* [TAREFA A]: No texto sobre o vendedor de beiju e castanha, quantos saquinhos de castanha foram comprados e por qual valor?
* [TAREFA B]: Dê continuidade ao texto sobre o vendedor de beiju e castanha a partir do ponto em que ele termina.

* [TRECHO DO DOCUMENTO]:
_____
O vendedor de beiju e castanha
Ele veio arrastando sandálias e perguntou humildemente, Olá caro cliente: - O que prefere - Beiju ou castanha torrada ? Pensei nas duas opções: a primeira não seria agradável porque a mandioca fria podia contribuir para um sintoma de azia, e também sem saber qual recheio aquela iguaria trazia. Desse modo, preferi o segundo, 3 saquinhos de castanha por seis contos.
Não sabia que aquela venda daria um conto, mas enfim, deu. A castanha é o petisco perfeito, tem sabor adocicado e salgado ao mesmo tempo. Combina com café, chá de erva-doce, chá mate, suco de laranja, capuccino. Lembrei dos tempos de menino, quando inocente, apedrejava os frutos no cajueiro. As pedras passavam rente ao fruto e me dava um suspiro. Observava aquela cor avermelhada tão convidativa, então, não poderia sair dali no desejo.
_____
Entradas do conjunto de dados
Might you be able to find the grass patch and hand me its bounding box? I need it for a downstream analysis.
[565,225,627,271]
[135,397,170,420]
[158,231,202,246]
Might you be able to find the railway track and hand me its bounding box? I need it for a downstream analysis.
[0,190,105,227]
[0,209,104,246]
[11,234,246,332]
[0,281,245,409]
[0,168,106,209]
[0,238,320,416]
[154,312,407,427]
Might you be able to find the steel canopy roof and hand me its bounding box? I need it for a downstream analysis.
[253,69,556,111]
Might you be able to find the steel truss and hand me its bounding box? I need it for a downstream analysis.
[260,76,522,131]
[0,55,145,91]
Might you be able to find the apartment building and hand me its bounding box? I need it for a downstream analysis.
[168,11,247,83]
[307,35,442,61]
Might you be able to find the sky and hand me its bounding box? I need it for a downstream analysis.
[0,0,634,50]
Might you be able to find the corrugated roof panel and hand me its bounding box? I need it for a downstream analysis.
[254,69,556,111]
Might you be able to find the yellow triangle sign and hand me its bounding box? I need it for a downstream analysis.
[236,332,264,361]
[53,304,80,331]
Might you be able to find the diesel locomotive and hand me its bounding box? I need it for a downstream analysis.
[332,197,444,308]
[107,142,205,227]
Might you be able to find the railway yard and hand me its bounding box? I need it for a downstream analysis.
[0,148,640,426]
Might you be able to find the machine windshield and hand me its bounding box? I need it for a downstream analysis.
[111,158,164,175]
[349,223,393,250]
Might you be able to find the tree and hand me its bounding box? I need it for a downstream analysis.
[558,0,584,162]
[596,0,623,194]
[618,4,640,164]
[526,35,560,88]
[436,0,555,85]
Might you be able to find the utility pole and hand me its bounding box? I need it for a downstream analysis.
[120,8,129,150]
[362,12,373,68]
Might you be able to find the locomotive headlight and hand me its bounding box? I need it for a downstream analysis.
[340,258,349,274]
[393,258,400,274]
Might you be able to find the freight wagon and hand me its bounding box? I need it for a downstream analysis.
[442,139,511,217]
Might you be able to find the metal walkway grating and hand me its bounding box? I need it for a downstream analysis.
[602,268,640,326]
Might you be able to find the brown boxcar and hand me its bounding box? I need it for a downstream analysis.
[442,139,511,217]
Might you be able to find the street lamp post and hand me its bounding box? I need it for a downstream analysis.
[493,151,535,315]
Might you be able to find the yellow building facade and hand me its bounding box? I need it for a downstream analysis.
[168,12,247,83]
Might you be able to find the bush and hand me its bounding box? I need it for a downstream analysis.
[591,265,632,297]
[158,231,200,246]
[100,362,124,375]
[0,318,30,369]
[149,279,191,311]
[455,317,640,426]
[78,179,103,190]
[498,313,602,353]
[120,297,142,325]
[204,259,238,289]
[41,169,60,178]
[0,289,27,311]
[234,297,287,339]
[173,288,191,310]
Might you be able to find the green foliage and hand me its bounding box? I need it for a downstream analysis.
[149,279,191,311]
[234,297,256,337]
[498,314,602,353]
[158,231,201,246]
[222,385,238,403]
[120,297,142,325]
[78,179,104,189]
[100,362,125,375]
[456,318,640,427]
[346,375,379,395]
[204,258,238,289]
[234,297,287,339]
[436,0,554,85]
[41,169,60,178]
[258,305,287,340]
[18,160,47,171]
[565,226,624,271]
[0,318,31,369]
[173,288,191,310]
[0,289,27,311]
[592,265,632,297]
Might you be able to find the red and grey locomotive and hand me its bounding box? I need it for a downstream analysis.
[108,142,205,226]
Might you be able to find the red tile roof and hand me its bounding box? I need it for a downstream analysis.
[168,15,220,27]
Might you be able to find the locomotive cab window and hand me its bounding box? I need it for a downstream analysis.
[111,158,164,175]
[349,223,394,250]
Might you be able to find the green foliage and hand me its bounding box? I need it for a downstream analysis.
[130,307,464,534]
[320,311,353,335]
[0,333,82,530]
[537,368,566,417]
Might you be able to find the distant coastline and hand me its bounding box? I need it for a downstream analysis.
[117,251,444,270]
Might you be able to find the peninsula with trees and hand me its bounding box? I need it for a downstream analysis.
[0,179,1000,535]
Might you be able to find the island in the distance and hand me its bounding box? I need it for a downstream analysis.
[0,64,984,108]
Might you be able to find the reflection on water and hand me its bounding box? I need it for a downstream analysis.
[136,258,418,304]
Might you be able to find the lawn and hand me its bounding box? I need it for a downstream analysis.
_____
* [RESULTADO A]: Três saquinhos de castanha por seis contos.

* [RESULTADO B]:
Concentrava-me com decisão. Flexionava o braço e numa tacada dessa vez a pedra batia certeira no pedúnculo do almejado caju. Ajuntava uns 5 ou 6 já eram suficiente. Alguns vinham muito doces, outros azedo para caramba, numa compensação. O bom paladar cítrico do caju, fazia esquecer até do gosto da noda que ficava na boca. Um gosto anestésico e persistente. Voltei ao meu real. Lá estava o vendedor sorridente oferecendo o que a Natureza o ofereceu gratuita. Assim como eu, ele atirou algo para pegar o caju. Sua esperança era de que a Terra o sustentasse , suprisse sua feira, que ela torrasse sua castanha, sustentasse seu filho, amamentasse seus sonhos de ter sua casa e sua família com saúde. Que maravilha ! Quanta coisa a Terra nos dá sem contraprestação! O que era aquela humilde prata oferecida pela iguaria perante o que recebemos em troca ? O cajueiro não aborta flores, o agricultor não dorme até tarde, a Apis (abelha) visita seu fruto fiel e espalha os pós do amor, o solo não seca, a Mata distante e espaçada resiste e vegeta. O sonho do vendedor acerta e vinga... ele não dorme.
Aquele homem era um regionalista e resistente vendedor de recursos naturais, uma profissão justa. Seguramente ele se sentia um pouco desvalorizado porque não vendia pneus nem imóveis com margem de lucro alta. Intuitivamente, porém, ele sabia do quanto dependia daquela Terra. Quanto ela o tem suprido, e mesmo assim, nada cobrou, somente que continuasse ali a existir como essência do caju, como produto da castanha, como sabor de iguaria singular e regional.